» **正文部分**
↓

1. 解决的问题


  • resnet在推理时的分支不友好
  • repvgg模块因为会在模块外面添加relu层,导致模型深度有影响
    虽然残差连接可以训练深度非常深的神经网络,但由于其多分支拓扑结构,对在线推理并不友好。这鼓励了许多研究人员去设计没有残差连接的DNN。例如,RepVGG在部署时将多分支拓扑重新参数化为类VGG(单分支)结构,在网络相对较浅的情况下表现出良好的性能。然而,RepVGG不能将ResNet等效地转换为VGG,因为重新参数化方法只能应用于线性块,而非线性层(ReLU)必须放在残差连接之外,这导致了表示能力有限,特别是对于更深层次的网络。

↑

» **所给资料**
↓

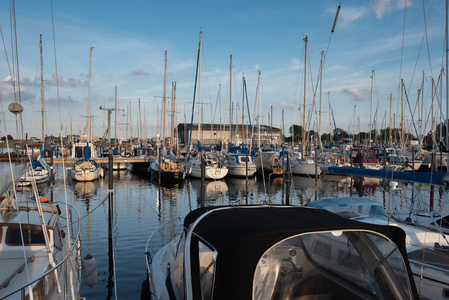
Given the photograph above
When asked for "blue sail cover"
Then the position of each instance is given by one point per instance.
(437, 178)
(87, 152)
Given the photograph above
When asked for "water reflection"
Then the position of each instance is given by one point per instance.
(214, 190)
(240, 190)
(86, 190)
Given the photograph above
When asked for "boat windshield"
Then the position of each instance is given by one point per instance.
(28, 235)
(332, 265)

↑
↓

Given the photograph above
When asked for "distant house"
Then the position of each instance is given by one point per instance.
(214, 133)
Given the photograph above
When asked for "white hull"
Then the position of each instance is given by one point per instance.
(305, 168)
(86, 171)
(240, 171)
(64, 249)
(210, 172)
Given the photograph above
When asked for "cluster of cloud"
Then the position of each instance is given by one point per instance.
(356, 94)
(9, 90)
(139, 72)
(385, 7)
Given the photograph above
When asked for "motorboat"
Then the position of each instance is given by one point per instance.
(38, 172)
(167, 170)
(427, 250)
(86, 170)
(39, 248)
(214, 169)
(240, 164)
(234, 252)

↑

» **任务要求**
接着续写上文关于ResNet与RepVGG结构转换的笔记，从其最后一句之后写起。

» **练习答案**
RM操作作为一种plugin方法,基本上有3个优点:


  • 其实现使其对高比率网络剪枝比较友好
  • 突破了RepVGG的深度限制
  • 与ResNet和RepVGG相比,RMNet具有更好的精度-速度权衡网络

2. 模型与代码

  1. repvgg的问题
    【CNN】——RMNET推理时去掉残差模块(代码解析)_2d

从图2可以看出,随着深度的增加,ResNet可以得到更好的精度,这与前面的分析一致。相比之下,RepVGG-133在CIFAR-100上的准确率为79.57%,而RepVGG-133的准确率仅为41.38%。

  1. RM操作
    图3显示了RM操作等效去除残差连接的过程。为简单起见,在图中没有显示BN层,输入通道、中间通道和输出通道的数量相同,并赋值为C。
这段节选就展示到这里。